START Document section

Maybe Will Portman will now lead his entire family, including the senator, on precisely such a pursuit, or perhaps, as Lawrence O’Donnell mused on his broadcast Monday night, the Portman reversal is merely another instance of identity politics that is so personal as to be utterly selfish, like legislators, O’Donnell recalled, who privately sought to amend, in ways favorable to self, family, or friends, bills for which they never intended to vote, but which they expected to pass.
I must admit, one might easily construe much of my past politics to be selfish, too. To save our lives, we ever demanded more or new AIDS research/funding/drugs, but we were at our best when we demanded universal healthcare for all. To ease our deaths, at least, if not save our lives, we demanded single-patient investigational new drug (IND) protocols for marijuana, but we were at our best when we unequivocally demanded the end of the unjust “war on drugs” that was always just a war on us. To preserve our sexual freedom, we demanded the Washington, DC police stop arresting denizens of certain establishments for sodomy, but we were at our best when we demanded an end to all sodomy laws, like the one that continues to apply to military service members regardless of their sex-genders or the sex-genders of their partners.
Perhaps our most immediate, selfish purposes qualified as tactical, or even operational goals, requisite to the achievement of broader strategic goals – or not. Perhaps I’ll never gain the distance on it required to discern the difference. It was all so personal, after all.

END Document section
START Data

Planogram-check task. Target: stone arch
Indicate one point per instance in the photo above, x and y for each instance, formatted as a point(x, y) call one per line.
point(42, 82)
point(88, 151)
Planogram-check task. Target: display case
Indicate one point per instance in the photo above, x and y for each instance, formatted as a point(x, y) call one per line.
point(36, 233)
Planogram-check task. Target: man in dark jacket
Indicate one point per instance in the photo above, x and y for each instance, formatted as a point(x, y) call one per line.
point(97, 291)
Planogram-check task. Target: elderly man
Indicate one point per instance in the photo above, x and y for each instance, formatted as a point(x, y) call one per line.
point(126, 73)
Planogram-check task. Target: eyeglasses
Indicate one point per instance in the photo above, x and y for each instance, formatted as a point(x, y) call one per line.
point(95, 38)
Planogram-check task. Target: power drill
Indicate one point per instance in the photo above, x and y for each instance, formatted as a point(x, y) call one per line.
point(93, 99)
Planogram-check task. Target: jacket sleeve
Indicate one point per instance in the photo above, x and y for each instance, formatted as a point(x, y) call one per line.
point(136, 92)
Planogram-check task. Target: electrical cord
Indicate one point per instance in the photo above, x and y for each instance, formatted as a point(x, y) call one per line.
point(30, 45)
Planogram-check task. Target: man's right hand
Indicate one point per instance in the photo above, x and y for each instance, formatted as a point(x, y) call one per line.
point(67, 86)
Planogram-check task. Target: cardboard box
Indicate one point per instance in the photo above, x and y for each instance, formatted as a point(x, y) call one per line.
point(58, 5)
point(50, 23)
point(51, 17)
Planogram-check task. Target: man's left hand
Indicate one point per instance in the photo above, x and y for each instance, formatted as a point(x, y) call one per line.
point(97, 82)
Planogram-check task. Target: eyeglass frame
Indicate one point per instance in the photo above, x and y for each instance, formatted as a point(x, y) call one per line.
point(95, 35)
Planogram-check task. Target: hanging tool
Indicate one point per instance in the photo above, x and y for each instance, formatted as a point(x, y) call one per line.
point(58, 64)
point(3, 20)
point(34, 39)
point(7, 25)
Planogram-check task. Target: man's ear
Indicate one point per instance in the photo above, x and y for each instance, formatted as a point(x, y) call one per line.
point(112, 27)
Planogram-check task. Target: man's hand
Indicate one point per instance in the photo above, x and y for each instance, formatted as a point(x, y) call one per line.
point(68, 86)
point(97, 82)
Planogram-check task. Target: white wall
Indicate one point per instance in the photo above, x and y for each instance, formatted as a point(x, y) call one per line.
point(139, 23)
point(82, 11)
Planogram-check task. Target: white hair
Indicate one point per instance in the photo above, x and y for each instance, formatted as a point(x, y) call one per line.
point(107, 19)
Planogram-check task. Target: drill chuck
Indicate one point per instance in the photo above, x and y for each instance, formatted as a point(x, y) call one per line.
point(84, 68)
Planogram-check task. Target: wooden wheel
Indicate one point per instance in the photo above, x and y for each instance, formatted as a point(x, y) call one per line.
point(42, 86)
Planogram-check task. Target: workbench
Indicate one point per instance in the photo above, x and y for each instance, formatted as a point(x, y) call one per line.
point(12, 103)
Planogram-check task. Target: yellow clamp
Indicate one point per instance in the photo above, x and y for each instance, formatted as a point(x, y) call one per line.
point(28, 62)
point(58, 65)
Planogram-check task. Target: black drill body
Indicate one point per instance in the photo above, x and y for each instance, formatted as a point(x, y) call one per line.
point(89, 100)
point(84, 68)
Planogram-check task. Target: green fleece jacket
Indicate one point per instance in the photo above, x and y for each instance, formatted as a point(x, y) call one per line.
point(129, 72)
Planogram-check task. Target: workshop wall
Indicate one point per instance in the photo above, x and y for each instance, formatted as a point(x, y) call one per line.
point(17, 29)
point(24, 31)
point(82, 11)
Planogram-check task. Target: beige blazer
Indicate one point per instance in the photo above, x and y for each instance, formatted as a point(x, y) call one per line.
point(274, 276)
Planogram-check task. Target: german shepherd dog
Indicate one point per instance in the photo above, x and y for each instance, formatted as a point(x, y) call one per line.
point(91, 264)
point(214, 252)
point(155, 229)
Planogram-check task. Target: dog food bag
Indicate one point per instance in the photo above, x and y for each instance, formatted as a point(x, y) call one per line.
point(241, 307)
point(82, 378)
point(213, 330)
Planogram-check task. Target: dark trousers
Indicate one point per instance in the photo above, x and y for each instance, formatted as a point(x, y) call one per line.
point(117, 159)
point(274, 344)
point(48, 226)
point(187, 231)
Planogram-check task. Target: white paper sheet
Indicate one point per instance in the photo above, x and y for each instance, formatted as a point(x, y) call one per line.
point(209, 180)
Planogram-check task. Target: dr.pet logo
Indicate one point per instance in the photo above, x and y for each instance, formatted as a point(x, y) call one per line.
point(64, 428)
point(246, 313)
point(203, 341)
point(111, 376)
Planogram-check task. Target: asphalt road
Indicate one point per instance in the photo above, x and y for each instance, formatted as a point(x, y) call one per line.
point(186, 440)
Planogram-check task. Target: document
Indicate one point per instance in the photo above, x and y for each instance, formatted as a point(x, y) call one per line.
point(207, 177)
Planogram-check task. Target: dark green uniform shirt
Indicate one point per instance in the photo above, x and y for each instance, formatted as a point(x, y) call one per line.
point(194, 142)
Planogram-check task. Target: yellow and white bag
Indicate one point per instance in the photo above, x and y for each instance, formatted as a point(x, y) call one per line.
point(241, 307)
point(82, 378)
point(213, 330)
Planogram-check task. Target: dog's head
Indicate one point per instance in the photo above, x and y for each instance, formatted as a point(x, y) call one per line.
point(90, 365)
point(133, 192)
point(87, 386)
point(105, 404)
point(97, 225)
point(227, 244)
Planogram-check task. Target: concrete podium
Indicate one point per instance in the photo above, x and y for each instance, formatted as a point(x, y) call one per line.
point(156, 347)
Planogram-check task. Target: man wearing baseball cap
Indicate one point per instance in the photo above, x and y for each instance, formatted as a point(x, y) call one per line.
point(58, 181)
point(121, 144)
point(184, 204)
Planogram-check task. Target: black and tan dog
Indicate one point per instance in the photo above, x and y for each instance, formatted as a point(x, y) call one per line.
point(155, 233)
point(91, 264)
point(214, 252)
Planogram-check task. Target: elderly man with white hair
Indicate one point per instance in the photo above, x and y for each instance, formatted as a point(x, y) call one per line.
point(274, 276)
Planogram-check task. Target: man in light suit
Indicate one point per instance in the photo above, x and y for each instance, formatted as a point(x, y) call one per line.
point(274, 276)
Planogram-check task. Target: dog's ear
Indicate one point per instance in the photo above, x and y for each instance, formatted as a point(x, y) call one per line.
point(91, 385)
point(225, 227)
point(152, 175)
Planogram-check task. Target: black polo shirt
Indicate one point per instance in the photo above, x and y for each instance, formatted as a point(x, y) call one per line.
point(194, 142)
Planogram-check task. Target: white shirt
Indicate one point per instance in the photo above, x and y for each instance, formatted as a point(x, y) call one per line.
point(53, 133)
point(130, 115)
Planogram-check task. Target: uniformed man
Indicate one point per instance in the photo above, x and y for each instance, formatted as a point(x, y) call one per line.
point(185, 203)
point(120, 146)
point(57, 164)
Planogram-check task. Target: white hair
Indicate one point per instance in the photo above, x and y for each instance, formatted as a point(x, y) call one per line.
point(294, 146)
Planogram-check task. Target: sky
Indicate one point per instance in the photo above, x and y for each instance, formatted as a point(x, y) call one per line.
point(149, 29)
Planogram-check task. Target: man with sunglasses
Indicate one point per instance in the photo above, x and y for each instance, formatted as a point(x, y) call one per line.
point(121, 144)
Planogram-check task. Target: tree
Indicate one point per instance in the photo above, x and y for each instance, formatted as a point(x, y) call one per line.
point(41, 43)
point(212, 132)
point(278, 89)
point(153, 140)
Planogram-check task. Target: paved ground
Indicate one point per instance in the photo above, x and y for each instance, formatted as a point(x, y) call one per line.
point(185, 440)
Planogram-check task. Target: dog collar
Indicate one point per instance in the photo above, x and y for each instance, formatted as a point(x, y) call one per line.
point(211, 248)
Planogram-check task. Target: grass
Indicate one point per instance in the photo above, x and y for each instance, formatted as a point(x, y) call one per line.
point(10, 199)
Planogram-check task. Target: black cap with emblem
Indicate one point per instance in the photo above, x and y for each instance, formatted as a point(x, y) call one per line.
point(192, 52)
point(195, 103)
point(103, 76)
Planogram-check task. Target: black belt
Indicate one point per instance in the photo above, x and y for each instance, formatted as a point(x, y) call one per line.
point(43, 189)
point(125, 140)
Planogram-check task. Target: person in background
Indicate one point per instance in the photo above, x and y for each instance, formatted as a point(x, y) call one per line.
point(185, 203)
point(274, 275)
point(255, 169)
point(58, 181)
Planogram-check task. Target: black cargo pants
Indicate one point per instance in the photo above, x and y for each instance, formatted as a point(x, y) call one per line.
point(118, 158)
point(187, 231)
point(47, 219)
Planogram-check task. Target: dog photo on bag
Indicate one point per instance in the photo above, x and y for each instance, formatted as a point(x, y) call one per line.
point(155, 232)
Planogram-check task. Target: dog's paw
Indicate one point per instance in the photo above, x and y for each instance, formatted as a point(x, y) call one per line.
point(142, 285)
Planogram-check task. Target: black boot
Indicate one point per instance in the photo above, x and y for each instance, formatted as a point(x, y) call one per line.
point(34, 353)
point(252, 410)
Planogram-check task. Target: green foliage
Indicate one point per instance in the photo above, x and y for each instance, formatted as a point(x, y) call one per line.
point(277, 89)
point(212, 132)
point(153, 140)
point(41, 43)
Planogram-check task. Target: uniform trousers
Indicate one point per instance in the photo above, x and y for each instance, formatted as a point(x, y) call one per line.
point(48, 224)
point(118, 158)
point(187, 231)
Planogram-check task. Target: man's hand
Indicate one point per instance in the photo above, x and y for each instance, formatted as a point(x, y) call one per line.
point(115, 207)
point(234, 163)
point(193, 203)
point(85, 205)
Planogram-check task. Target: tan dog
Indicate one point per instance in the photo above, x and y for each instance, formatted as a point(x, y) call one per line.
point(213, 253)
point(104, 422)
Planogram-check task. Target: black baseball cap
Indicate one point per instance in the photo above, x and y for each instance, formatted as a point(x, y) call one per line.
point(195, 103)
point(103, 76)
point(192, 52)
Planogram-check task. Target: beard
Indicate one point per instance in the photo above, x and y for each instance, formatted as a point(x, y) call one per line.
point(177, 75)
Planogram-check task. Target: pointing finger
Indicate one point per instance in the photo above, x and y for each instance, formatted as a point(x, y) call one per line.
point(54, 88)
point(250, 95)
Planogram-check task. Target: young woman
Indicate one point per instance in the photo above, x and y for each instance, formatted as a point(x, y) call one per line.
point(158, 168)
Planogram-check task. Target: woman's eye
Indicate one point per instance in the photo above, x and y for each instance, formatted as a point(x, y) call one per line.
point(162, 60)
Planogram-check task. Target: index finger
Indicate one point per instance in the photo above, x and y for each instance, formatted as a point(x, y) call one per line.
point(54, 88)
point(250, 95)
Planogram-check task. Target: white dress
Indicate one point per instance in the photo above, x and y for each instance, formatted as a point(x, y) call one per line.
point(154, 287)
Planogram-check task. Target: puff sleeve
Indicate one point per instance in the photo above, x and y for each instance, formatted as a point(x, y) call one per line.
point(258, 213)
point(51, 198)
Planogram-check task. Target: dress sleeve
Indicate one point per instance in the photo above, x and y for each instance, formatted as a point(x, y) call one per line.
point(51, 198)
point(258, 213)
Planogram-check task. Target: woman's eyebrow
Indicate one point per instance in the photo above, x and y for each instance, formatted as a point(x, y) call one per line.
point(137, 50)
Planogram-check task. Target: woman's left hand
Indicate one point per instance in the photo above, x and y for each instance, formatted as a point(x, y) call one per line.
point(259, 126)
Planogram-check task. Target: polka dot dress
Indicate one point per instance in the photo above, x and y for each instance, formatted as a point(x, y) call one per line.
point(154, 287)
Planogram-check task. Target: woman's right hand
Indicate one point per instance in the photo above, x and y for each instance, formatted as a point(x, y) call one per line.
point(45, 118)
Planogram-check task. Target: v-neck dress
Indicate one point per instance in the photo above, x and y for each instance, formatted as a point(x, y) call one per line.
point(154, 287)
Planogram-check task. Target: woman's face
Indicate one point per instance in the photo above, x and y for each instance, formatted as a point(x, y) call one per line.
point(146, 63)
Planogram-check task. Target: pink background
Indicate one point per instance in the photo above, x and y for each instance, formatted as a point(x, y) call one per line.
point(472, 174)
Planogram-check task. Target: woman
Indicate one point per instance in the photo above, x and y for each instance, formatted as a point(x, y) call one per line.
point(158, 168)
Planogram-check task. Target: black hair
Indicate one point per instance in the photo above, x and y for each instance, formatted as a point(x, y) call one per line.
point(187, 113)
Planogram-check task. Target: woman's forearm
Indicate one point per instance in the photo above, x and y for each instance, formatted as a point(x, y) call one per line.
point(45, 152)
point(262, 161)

END Data

_Action item 1_. According to the passage on personal politics, what did the writer's side demand of the Washington, DC police to preserve sexual freedom?
_Action item 2_. Please carry the passage on personal politics forward from its final sentence.
The records above are separate material, unrelated to the passage on personal politics.

_Answer space 1_. They demanded that the police stop arresting denizens of certain establishments for sodomy.

_Answer space 2_.
Yet, moral uncertainty about the past must never dissuade us from seeking accord with our queer consciences in the present, employing our fabulous imaginations to stretch ourselves to encompass others, and so undo the otherness: Einfühling, all queer together, altogether queered. The resulting connections to other politically active communities, the resulting deep alliances we might form in the pursuit of an ever-widening empathy, will require no Miss America Compassion, no contact theory, no petty, personal identity politics of the utterly selfish for its maintenance or progress, and might help propel humanity from its apparent anthropocentric inertia to confront the planetary calamity we have caused, and which now threatens ever-growing numbers of non-human species.
The degree to which one is peculiar or different is the degree to which one must learn to hear what other people are thinking. The degree to which one is peculiar or different is the degree to which one must learn to feel what other people are feeling.
So, how peculiar must how many of us finally be, to save the shining polar bears that roam the Arctic Sea?